**AVAILABLE RECORDS:**
+++

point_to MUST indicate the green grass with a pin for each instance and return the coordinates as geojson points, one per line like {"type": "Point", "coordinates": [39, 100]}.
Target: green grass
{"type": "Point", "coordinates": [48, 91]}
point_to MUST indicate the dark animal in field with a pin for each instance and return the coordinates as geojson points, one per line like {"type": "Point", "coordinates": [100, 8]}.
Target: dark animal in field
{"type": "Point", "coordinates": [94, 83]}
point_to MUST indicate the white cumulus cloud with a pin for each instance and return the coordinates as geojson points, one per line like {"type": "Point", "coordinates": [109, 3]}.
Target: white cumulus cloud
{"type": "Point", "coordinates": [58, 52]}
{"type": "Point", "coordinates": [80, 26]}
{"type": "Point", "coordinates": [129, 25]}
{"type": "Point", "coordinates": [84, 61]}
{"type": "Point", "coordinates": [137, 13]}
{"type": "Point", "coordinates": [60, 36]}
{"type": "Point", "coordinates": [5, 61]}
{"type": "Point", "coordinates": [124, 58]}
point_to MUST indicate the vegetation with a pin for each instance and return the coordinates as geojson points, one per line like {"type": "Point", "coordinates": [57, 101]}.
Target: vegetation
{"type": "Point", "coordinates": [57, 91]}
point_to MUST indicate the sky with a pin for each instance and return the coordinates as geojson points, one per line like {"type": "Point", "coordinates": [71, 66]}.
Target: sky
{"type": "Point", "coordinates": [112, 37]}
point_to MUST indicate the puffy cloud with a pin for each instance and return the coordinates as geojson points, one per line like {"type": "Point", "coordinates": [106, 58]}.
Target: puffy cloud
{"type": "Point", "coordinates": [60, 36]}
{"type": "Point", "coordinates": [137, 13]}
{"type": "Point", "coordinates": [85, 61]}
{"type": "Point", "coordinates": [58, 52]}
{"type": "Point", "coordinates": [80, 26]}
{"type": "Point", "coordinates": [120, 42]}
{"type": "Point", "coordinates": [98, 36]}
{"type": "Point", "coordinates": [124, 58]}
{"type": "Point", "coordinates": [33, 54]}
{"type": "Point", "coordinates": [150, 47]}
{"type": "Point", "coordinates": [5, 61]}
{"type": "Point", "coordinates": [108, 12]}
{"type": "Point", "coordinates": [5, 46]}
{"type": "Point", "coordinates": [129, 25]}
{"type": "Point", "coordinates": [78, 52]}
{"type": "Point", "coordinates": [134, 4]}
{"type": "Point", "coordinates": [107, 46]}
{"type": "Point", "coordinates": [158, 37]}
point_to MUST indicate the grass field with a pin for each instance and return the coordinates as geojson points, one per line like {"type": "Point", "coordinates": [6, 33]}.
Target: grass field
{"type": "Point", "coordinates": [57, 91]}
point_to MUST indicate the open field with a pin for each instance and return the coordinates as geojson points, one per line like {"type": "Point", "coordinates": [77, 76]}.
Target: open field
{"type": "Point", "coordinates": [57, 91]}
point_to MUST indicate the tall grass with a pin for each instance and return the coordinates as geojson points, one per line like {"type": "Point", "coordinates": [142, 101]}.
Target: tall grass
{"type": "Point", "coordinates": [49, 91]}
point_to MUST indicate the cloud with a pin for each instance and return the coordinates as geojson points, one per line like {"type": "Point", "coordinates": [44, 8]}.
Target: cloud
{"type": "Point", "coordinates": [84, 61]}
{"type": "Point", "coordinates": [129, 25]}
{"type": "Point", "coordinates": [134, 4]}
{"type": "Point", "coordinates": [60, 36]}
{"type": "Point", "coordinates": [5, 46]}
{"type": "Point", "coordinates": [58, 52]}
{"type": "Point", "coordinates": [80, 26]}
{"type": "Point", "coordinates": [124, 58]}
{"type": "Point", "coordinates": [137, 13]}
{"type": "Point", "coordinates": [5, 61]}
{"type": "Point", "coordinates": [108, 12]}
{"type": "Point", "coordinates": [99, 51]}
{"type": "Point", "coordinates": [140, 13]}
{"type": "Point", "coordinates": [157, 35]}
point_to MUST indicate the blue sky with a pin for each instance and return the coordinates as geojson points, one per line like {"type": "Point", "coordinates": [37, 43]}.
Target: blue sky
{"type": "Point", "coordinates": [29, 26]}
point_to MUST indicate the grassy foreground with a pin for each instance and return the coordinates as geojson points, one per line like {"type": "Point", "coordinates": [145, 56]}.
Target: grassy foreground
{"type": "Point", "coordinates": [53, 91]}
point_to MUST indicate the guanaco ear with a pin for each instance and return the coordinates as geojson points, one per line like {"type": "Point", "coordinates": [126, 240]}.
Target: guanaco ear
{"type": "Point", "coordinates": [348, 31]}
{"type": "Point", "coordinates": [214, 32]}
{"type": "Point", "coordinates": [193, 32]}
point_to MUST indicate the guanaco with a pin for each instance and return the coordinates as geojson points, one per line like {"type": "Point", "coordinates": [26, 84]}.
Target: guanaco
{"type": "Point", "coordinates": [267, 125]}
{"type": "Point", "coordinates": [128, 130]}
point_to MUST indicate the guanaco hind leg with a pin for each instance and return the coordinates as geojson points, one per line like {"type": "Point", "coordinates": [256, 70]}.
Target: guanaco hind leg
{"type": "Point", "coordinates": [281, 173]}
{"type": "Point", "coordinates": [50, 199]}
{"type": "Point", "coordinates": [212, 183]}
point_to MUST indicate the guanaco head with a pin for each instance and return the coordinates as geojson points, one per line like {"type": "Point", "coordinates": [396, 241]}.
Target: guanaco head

+++

**REQUEST:**
Give back all the data exactly as written.

**TASK OUTPUT:**
point_to MUST indicate the green grass with a pin for each instance and return the coordinates as geojson points, one per line like {"type": "Point", "coordinates": [39, 100]}.
Target: green grass
{"type": "Point", "coordinates": [48, 91]}
point_to MUST indicate the dark animal in field with a pin for each instance and return the coordinates as geojson points, one per line like {"type": "Point", "coordinates": [100, 8]}.
Target: dark animal in field
{"type": "Point", "coordinates": [94, 83]}
point_to MUST indicate the white cumulus cloud with a pin for each instance and return the coordinates as geojson points, one per line like {"type": "Point", "coordinates": [109, 3]}.
Target: white cumulus cloud
{"type": "Point", "coordinates": [58, 52]}
{"type": "Point", "coordinates": [80, 26]}
{"type": "Point", "coordinates": [129, 25]}
{"type": "Point", "coordinates": [84, 61]}
{"type": "Point", "coordinates": [137, 13]}
{"type": "Point", "coordinates": [60, 36]}
{"type": "Point", "coordinates": [5, 61]}
{"type": "Point", "coordinates": [124, 58]}
point_to MUST indicate the vegetation with a pin for each instance and return the coordinates as geojson points, one per line like {"type": "Point", "coordinates": [57, 101]}.
Target: vegetation
{"type": "Point", "coordinates": [57, 91]}
point_to MUST indicate the sky with a pin for each instance and return the coordinates as geojson points, one per line like {"type": "Point", "coordinates": [71, 66]}.
Target: sky
{"type": "Point", "coordinates": [112, 37]}
point_to MUST indicate the puffy cloud with a pin for each instance and return the coordinates as geojson points, one per line like {"type": "Point", "coordinates": [106, 58]}.
Target: puffy cloud
{"type": "Point", "coordinates": [60, 36]}
{"type": "Point", "coordinates": [137, 13]}
{"type": "Point", "coordinates": [85, 61]}
{"type": "Point", "coordinates": [58, 52]}
{"type": "Point", "coordinates": [80, 26]}
{"type": "Point", "coordinates": [120, 42]}
{"type": "Point", "coordinates": [98, 36]}
{"type": "Point", "coordinates": [124, 58]}
{"type": "Point", "coordinates": [33, 54]}
{"type": "Point", "coordinates": [150, 47]}
{"type": "Point", "coordinates": [5, 61]}
{"type": "Point", "coordinates": [108, 12]}
{"type": "Point", "coordinates": [5, 46]}
{"type": "Point", "coordinates": [129, 25]}
{"type": "Point", "coordinates": [78, 52]}
{"type": "Point", "coordinates": [134, 4]}
{"type": "Point", "coordinates": [107, 46]}
{"type": "Point", "coordinates": [158, 37]}
point_to MUST indicate the grass field with a pin for each instance and return the coordinates as geojson points, one per line like {"type": "Point", "coordinates": [6, 33]}.
Target: grass field
{"type": "Point", "coordinates": [57, 91]}
point_to MUST indicate the open field with a pin for each instance and return the coordinates as geojson points, one per line like {"type": "Point", "coordinates": [77, 76]}.
Target: open field
{"type": "Point", "coordinates": [57, 91]}
point_to MUST indicate the tall grass with a pin for each instance and return the coordinates as geojson points, one per line like {"type": "Point", "coordinates": [142, 101]}.
Target: tall grass
{"type": "Point", "coordinates": [49, 91]}
point_to MUST indicate the cloud with a pin for each instance and return the coordinates as geojson points, one per line like {"type": "Point", "coordinates": [44, 8]}.
Target: cloud
{"type": "Point", "coordinates": [84, 61]}
{"type": "Point", "coordinates": [129, 25]}
{"type": "Point", "coordinates": [134, 4]}
{"type": "Point", "coordinates": [60, 36]}
{"type": "Point", "coordinates": [5, 46]}
{"type": "Point", "coordinates": [58, 52]}
{"type": "Point", "coordinates": [80, 26]}
{"type": "Point", "coordinates": [124, 58]}
{"type": "Point", "coordinates": [137, 13]}
{"type": "Point", "coordinates": [5, 61]}
{"type": "Point", "coordinates": [108, 12]}
{"type": "Point", "coordinates": [99, 51]}
{"type": "Point", "coordinates": [140, 13]}
{"type": "Point", "coordinates": [157, 35]}
point_to MUST indicate the blue sky with a pin for each instance and return the coordinates as geojson points, one per line like {"type": "Point", "coordinates": [37, 43]}.
Target: blue sky
{"type": "Point", "coordinates": [29, 26]}
point_to MUST indicate the grassy foreground with a pin for each instance and return the coordinates as geojson points, one per line like {"type": "Point", "coordinates": [145, 56]}.
Target: grassy foreground
{"type": "Point", "coordinates": [53, 91]}
point_to MUST indicate the guanaco ear with a pin for each instance and return the coordinates as geojson points, one per line like {"type": "Point", "coordinates": [126, 240]}.
Target: guanaco ear
{"type": "Point", "coordinates": [348, 31]}
{"type": "Point", "coordinates": [214, 32]}
{"type": "Point", "coordinates": [193, 32]}
point_to MUST indicate the guanaco with a pin for each instance and return the coordinates as geojson points, one per line like {"type": "Point", "coordinates": [26, 84]}.
Target: guanaco
{"type": "Point", "coordinates": [267, 125]}
{"type": "Point", "coordinates": [128, 130]}
point_to MUST indicate the guanaco hind leg with a pin for each instance and return the coordinates as geojson points, one per line like {"type": "Point", "coordinates": [256, 70]}.
Target: guanaco hind leg
{"type": "Point", "coordinates": [281, 173]}
{"type": "Point", "coordinates": [50, 199]}
{"type": "Point", "coordinates": [212, 183]}
point_to MUST indicate the guanaco head with a pin for each instance and return the coordinates as geojson points, one per line like {"type": "Point", "coordinates": [396, 241]}.
Target: guanaco head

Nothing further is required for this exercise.